··· Data to process

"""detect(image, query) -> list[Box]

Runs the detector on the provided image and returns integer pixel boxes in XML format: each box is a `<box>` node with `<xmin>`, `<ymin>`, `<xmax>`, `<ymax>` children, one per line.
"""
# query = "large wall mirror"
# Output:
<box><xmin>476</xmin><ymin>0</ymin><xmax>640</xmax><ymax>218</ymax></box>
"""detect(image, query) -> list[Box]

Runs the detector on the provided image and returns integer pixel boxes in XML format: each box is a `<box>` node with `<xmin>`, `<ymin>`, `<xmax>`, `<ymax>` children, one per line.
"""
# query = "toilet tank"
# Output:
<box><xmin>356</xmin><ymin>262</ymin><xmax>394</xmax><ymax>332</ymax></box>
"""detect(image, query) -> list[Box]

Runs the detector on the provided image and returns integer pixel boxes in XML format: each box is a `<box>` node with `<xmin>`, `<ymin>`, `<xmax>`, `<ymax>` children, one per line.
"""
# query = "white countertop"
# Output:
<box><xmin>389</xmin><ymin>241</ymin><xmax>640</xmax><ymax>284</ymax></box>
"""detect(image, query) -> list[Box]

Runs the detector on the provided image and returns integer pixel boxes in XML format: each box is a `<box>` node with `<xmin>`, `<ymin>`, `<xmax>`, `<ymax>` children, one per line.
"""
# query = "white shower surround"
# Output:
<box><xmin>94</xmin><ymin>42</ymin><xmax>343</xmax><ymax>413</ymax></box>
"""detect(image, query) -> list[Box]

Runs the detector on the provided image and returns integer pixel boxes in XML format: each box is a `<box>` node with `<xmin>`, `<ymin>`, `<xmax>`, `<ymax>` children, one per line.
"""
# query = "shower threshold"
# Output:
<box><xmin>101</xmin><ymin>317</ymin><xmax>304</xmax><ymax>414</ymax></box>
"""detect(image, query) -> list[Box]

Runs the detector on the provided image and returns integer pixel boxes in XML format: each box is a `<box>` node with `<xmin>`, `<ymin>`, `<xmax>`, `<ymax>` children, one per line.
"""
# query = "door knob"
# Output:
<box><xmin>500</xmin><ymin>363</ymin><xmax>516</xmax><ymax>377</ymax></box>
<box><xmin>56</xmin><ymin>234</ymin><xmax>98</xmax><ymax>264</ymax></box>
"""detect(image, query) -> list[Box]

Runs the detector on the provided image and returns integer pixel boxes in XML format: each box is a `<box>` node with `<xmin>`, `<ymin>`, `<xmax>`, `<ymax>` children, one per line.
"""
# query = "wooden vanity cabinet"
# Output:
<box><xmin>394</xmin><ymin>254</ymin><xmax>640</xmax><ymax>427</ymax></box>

······

*Exercise instructions*: Find each line above that contains the word "white" and copy it out in full.

*Solution for this exercise*:
# query = "white countertop"
# query = "white shower surround"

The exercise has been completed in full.